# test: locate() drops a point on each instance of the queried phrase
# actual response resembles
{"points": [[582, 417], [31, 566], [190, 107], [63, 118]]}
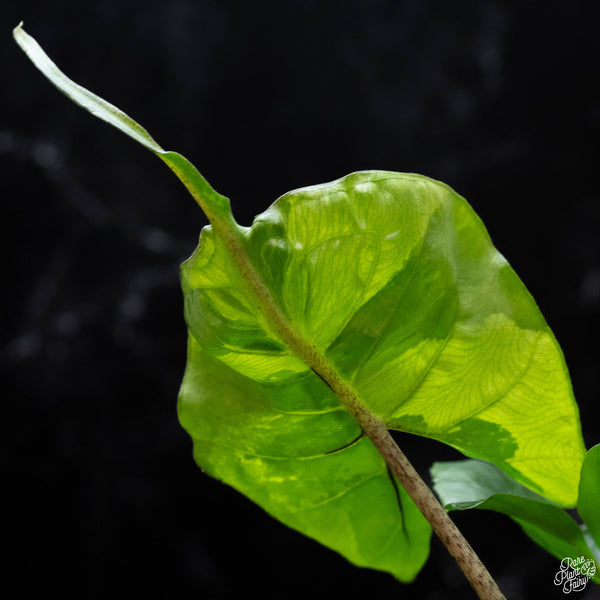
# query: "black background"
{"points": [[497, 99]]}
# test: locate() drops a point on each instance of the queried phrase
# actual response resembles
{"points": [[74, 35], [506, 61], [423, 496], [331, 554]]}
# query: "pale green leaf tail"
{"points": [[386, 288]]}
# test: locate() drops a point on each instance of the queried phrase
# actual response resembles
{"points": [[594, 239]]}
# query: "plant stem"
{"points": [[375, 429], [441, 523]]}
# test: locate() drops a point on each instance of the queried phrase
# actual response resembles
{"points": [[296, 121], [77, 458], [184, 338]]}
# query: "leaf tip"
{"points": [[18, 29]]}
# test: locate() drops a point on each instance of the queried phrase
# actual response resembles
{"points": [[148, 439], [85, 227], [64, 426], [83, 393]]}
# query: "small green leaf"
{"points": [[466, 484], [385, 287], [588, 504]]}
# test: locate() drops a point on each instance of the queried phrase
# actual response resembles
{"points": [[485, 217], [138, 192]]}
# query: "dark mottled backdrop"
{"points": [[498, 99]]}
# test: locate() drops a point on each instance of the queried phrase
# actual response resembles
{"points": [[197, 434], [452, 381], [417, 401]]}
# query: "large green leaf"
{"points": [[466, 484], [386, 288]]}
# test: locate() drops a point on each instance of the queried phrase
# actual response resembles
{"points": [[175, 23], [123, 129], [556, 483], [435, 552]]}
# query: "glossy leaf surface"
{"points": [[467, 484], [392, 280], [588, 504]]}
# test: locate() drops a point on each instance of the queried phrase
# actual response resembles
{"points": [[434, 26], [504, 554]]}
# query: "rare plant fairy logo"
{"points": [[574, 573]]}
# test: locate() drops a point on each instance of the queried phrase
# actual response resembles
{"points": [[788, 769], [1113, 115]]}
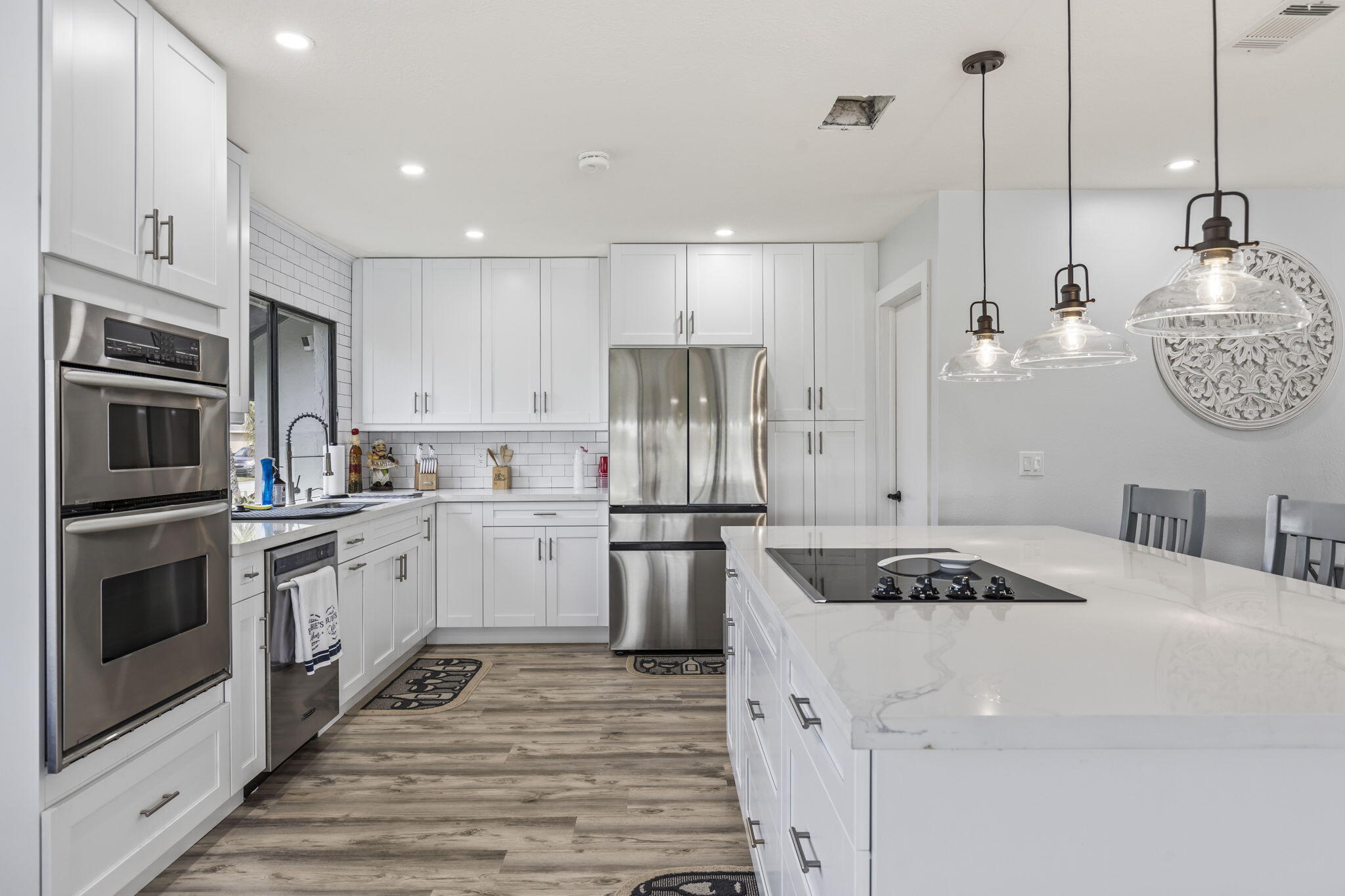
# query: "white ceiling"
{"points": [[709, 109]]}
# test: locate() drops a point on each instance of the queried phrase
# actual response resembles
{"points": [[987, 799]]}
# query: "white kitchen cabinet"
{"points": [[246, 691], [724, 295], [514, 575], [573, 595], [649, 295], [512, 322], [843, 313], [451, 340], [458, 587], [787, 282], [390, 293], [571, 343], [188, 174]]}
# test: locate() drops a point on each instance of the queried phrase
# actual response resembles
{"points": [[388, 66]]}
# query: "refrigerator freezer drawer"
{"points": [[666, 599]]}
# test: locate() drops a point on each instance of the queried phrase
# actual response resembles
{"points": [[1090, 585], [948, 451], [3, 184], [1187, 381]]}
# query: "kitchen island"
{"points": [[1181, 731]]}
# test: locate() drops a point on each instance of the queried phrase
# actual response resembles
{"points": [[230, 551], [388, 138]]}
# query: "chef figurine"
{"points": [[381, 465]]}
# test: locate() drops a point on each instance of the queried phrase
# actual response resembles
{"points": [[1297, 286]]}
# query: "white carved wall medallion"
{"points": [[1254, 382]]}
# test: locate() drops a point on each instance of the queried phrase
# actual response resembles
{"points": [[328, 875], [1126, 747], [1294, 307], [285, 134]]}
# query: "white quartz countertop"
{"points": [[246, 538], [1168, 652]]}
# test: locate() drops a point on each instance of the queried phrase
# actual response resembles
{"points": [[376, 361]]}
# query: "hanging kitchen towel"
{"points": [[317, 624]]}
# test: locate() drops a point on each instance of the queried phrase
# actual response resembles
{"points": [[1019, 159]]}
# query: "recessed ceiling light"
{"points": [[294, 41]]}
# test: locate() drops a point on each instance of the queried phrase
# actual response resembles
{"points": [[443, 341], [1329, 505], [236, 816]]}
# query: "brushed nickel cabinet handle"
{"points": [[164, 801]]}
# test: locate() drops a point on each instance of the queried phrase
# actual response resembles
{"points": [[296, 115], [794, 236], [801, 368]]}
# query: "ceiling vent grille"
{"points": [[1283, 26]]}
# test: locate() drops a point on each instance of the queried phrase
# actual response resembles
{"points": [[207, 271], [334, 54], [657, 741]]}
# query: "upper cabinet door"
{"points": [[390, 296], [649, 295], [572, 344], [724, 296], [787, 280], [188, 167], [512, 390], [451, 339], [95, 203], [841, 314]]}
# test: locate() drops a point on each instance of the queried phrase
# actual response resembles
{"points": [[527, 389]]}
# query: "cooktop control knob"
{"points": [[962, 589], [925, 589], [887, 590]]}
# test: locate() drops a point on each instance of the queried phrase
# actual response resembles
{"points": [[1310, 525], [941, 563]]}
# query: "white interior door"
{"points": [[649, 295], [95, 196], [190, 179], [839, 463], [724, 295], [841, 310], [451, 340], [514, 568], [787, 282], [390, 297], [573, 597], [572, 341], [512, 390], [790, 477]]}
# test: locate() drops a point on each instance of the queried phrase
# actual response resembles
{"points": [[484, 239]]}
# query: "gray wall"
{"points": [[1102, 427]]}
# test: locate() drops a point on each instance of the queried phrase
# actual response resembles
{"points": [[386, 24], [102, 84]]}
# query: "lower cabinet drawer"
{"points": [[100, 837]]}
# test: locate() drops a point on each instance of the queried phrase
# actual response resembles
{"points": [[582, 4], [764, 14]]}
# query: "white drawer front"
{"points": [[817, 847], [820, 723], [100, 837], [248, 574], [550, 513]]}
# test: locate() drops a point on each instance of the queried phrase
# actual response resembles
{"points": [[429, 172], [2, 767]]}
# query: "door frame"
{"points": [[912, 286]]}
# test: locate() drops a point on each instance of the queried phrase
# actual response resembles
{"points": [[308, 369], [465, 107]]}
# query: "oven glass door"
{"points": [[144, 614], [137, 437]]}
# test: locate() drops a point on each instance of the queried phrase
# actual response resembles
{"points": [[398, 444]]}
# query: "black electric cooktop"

> [Job]: Count the lines of the data above that contain the word "black", and give only the number.

> [Exercise result]: 2